WHAT NEEDS TO BE DONE :: Update the material beginning at the line that has "172, row 352." and stopping after the line that has "column 319, row 156": change every "keypoint" to "marker" and leave everything else as it is. Give back only those lines.

SUPPLIED RECORDS ::

────────────────────

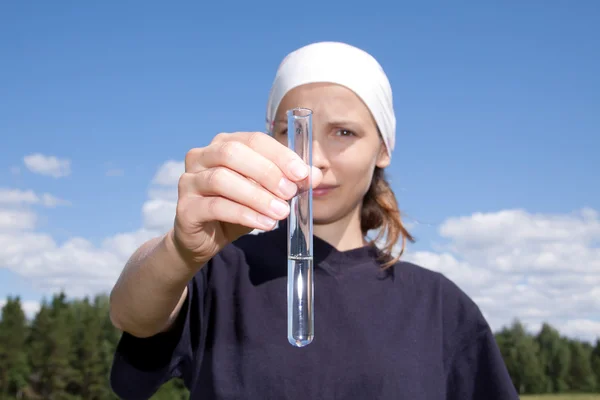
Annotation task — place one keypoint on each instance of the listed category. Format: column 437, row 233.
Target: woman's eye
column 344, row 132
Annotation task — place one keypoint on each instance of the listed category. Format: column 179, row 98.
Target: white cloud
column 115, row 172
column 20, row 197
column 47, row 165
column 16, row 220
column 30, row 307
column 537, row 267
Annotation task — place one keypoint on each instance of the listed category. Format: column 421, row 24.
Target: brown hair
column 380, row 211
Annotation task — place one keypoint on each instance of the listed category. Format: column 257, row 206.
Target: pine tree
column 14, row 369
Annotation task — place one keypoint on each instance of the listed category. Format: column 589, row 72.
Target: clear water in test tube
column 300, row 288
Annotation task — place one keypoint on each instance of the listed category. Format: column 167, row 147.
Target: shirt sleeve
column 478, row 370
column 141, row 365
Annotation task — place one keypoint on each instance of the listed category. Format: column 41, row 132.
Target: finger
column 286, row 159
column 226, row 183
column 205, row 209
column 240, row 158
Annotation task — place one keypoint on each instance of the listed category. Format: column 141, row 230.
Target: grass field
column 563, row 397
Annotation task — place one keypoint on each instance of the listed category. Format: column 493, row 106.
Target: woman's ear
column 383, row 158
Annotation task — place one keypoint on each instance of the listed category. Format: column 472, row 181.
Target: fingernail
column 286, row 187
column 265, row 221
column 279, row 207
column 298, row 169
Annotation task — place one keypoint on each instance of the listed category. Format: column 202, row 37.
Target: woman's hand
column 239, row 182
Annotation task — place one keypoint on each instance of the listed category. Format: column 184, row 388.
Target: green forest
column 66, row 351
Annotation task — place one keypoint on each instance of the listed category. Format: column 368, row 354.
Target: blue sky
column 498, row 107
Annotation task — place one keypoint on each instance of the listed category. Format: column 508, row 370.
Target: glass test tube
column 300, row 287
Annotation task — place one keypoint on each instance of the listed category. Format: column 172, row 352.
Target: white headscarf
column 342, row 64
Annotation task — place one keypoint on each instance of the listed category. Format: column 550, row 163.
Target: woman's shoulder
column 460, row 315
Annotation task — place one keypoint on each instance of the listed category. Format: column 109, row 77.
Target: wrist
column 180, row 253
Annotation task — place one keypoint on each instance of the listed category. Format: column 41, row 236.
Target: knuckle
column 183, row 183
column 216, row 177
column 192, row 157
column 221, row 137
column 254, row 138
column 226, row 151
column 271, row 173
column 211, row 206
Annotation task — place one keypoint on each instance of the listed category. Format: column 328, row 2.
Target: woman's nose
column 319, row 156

────────────────────

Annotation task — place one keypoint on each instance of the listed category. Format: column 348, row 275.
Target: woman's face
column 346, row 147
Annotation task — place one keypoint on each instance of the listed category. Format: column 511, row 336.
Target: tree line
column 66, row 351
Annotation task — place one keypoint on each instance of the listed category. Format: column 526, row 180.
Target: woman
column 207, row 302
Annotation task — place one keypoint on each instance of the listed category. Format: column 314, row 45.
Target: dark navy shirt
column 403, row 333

────────────────────

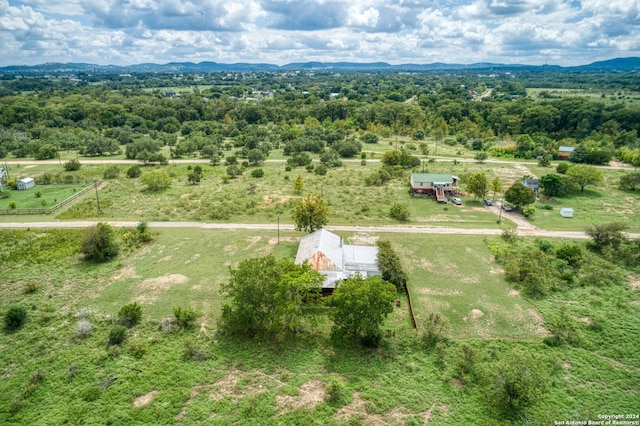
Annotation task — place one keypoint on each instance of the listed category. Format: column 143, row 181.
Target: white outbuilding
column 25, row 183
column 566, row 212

────────────────────

RESULT ::
Annotation task — place one marker on each instance of the listed category. Format: column 172, row 352.
Target: white headscarf
column 342, row 64
Annotation task — place one marker on each instance of the listed category. Format: column 550, row 163.
Target: woman's shoulder
column 460, row 315
Annotation task — place one marker on each instance of the listed category. Format: column 109, row 77.
Target: wrist
column 180, row 253
Annotation task — place one marker on each instance of the listed category. Format: column 41, row 236.
Target: knuckle
column 183, row 183
column 216, row 177
column 192, row 157
column 221, row 137
column 254, row 138
column 226, row 151
column 271, row 173
column 211, row 206
Annotation task — place one marker on each instance of the listed category. Format: column 328, row 2.
Target: woman's nose
column 319, row 156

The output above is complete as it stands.